◆ EXTRACT TO READ
▼

By Tom Zytaruk, Surrey Now

SURREY - The Mukhtiar Panghali murder trial wrapped up in New Westminster Friday with Justice Heather Holmes expected to deliver her verdict on Jan. 14.

The former Surrey teacher is accused of murdering his pregnant wife, Manjit Panghali, and then burning her body.

The Crown finished its final arguments on Thursday and the defence's were heard Friday.

Meanwhile, arguments will be heard Tuesday in B.C. Supreme Court concerning applications from media outlets, including the Surrey Now, that are seeking access to court exhibits including Panghali's videotaped interviews with the Delta Police and Surrey RCMP.

On Friday defence lawyer Michael Tammen urged Holmes not to let the assumption of his client's innocence be outweighed by the Crown's inference of his guilt.

Tammen argued that the Crown's evidence is silent on the exact circumstances of the victim's death. The Crown's case, he said, relies only on the evidence of the pathologist who performed the autopsy that she died by manual strangulation.

▲

Saved data entries
▼

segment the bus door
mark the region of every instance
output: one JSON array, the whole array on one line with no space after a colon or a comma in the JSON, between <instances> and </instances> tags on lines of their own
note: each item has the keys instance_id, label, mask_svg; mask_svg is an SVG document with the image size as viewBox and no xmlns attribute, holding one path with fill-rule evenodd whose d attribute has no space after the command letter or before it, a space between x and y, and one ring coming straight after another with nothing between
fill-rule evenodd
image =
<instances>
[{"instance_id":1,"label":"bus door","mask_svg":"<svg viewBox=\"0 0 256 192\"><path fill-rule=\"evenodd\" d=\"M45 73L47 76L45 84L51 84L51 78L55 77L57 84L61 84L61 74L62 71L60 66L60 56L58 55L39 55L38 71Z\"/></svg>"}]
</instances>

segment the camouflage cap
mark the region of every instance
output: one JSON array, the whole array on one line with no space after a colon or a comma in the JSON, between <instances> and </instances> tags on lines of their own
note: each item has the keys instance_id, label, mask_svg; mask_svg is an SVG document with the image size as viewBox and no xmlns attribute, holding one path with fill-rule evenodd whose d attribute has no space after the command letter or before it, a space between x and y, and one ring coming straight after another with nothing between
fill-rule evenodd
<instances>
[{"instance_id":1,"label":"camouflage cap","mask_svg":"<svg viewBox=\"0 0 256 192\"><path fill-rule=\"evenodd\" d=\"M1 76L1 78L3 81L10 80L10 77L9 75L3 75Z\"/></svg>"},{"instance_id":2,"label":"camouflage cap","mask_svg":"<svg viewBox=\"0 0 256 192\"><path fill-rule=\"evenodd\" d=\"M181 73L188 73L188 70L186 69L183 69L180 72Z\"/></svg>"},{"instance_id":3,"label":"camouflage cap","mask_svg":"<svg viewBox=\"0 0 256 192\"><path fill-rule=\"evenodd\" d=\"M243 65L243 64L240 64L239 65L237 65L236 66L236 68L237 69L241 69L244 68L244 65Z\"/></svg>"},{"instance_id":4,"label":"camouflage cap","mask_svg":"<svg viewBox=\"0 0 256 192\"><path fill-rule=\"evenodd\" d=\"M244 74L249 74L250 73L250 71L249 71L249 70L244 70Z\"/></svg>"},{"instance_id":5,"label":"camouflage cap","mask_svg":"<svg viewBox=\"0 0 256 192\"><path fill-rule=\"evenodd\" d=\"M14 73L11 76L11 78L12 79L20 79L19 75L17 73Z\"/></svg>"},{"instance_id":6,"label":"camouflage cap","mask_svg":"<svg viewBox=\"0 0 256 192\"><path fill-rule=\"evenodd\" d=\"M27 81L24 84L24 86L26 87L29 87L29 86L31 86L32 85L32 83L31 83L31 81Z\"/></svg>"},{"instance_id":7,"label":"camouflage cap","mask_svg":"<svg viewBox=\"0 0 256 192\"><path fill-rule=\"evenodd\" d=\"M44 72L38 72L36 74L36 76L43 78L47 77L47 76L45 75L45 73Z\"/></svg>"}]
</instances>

▲

◆ ABOUT THIS EXERCISE
In the article about the murder trial, on what date is Justice Heather Holmes expected to deliver her verdict? The records stand apart from the article and have no connection to it.

◆ RESULT OF THE EXERCISE
Jan. 14